### DIRECTION
Transcribe the food-system excerpt word for word, starting at the words "From Armendariz et" and stopping after "electricity and water.".

### SELECTION
------------------------------------------------------------------------
From Armendariz et al. [
2] we know that FAO identified the increasing urbanization as the main obstacle to the efficiency and effectiveness of FSDS, and any other problem in FSDS is derived from this main one. Four basic related issues were also highlighted: (a) Land competition between housing, industry, and infrastructure and agricultural production within and around cities; it also includes the competition among land use for biomass production destined to food, feed or renewable energy; (b) increasing quantities of food required to feed cities and its distribution within the expanding urban areas; (c) consumption habits and food purchasing behaviors modifications; (d) low-income households and food accessibility problems due to the likelihood to reside far from food markets and the lack of basic infrastructure—roads, electricity and water.
These are all aspects that are also related to several SDGs and hence systemically connected under a systemic perspective, as already mentioned.
Three policy goals (at the time referred to as Millennial Goals) were also defined by FAO [
35]:
- -
Economic (to achieve low cost food) → which maps to SDG 8;
- -
Social (minimizing food insecurity in poor households, job opportunities) → which maps to SDGs 1 e 10 in a first instance;
- -
Health and Environmental (better hygiene and sustainable food production, processing retailer and consumption) → which map to SDGs 3 and 6.
It is interesting to note that, with reference to the FAO report [
35], none of the economic, social and health and environmental goals are related to the main one “Meeting urban food needs”. Particularly interesting is the fact that none of these was deliberately related to the main problem, the increasing urbanization, which makes it clear that there’s a risk of not selecting significant policies to meet the goal because the problem is unaddressed. It is also important to mention that, in the FFFA guide, the concept of “urban food security” is not presented. Understanding how a system works requires an appropriate approach through which the system can be observed. Treating both human and ecosystem spheres as separated contexts and considering them as linear, predictable and controllable are two primary errors when dealing with environmental issues.
3.2. From FAO Narrative to a Systems Thinking and System Dynamics Modeling Approach
Following the purpose explained in the previous paragraphs, a Causal Loop Diagram has been developed. This CLD wants to be a first attempt to tie together rural and urban point of view in a FSDS, including some aspects and variables highlighted by the FAO framework. Through the use of a systemic approach and the development of a causal loop diagram, many intrinsic relationships are revealed, and this enables a deeper study of the food service and distribution system. The CLD is based on what has been done in Armendariz et al. [
2], but in this paper we want to give more details about the macro-elements identified in the previous work. In particular, in the presented qualitative model and in the subsequent quantitative model, we focused on the two major subsystems of the previous model: the food production subsystem and the food-distribution subsystem. They are the most important complex systems that need to be considered in order to have a deeper explanation of food dynamics. In short, the CLD in this paper is a model refinement of the one showed in [
2] (which was, in turn, based on FAO document [
1]), defining more clearly the scope of the model and its main variables. This activity was then useful to better design the Stock and Flow model, which, in this case, is the mere translation of what the CLD has identified as main variables and links in a final simulation model.
------------------------------------------------------------------------
### ENTRIES SUPPLIED
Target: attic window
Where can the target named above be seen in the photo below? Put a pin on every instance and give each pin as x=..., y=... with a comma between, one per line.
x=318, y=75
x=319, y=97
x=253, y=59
------------------------------------------------------------------------
### RESPONSE
From Armendariz et al. [
2] we know that FAO identified the increasing urbanization as the main obstacle to the efficiency and effectiveness of FSDS, and any other problem in FSDS is derived from this main one. Four basic related issues were also highlighted: (a) Land competition between housing, industry, and infrastructure and agricultural production within and around cities; it also includes the competition among land use for biomass production destined to food, feed or renewable energy; (b) increasing quantities of food required to feed cities and its distribution within the expanding urban areas; (c) consumption habits and food purchasing behaviors modifications; (d) low-income households and food accessibility problems due to the likelihood to reside far from food markets and the lack of basic infrastructure—roads, electricity and water.